PROVIDED PASSAGE
* * *

The Difference Between Remote Access Control Policy and Network Security Policy
The security policy should also distinguish between network security and remote access control.
The network security policy is the broad set of guidelines for access to the network. The remote access policy is a subsection that governs endpoint devices outside the office space, from laptops and tablets to smartphones and other productivity devices.
This subsection is critical for organizations that have a BYOD policy, or allow employees to work from their own devices in addition to company-supplied ones.
Why a Remote Security Policy Matters More than Ever
- There is a hacker attack every 39 seconds, affecting 1 in every 3 Americans each year.
- 64% of companies have experienced web-based attacks, while 62% experienced phishing and social engineering attacks.
- The FBI has recorded a 300% surge in reported cyber attacks since the start of the pandemic, as malicious actors target remote work operations.
- The average cost of a data breach is $3.9 million, and balloons to $116 million for publicly listed companies.
- 95% of data breaches are caused by human error (find a source that’s no from a competitor).
- Security awareness and education are the best defense against phishing attacks.
Best Practices for Remote Company Security Policy
- Password policy
- Enable strong passwords that must be changed on a regular basis.
- Use two-factor authentication to mitigate the risk of stolen credentials.
- Encourage good password habits, such as not reusing passwords or using passwords that are easy to guess and vulnerable to social mining.

* * *

TO DO
Resume the passage on remote company security policy, picking up after its final bullet point.

RECORDS
* * *

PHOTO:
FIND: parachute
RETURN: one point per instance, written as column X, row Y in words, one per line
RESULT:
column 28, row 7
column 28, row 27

* * *

RESULT BELOW
- Utilize a password manager software to encrypt stored passwords and act as an additional safety layer.
- Device controls
- Enable device timeout lock to make unattended devices more secure.
- Enforce separate personal and work accounts to reduce the risk of compromised access.
- Require permissions for critical functions such as installing or deleting apps.
- Lock the settings option.
- Enable auto patches to ensure the device is always up-to-date.
- Internet usage
- Have web filters and restrictions in place.
- Emails should be routed through business email servers and clients.
- Physical security
- Unlike traditional office computers, remote devices face risks of loss or theft. While the device’s physical well-being is up to the user, the organization can implement steps to ensure data integrity if ever it gets misplaced or stolen.
- Enable passwords / PINs and remote memory wipe.
- Use disk or memory encryption to add an extra layer of protection.
- Enable location tracking, balanced against user privacy concerns.
- Use a device management service to keep track of all devices, including their geo-fenced locations and current status.
- Access control
- Assign access according to
- mandatory access control
- discretionary access
- Add extra layers of authentication such as device signatures.
- Periodically review credentials and update access level. This should be done on at least a quarterly basis, or during personnel changes such as promotions or cross-company movement.
- The best defense is to empower the user who owns the device.
- Educate employees on device security instead of passively having them sign the policy and forget about it.
- Have active updates on security, news about exploits and data breach incidents, and keep them updated on the latest attacks so they are sufficiently aware.
Even with the end of pandemic, the workforce landscape has irrevocably changed. Companies like Facebook and Twitter are giving employees the option to work from home indefinitely, while others like Mastercard and Uber are exploring long-term remote operations.
However, the move to telecommuting has also caused an uptick in remote attacks. One security poll found that almost half of the companies surveyed experienced a phishing attack, a third reported an increase in ransomware attacks, and a quarter saw a rise in vishing (voice spear phishing). Meanwhile, over a third of the IT leaders of these organizations are worried about having inadequate time or resources to support remote workers.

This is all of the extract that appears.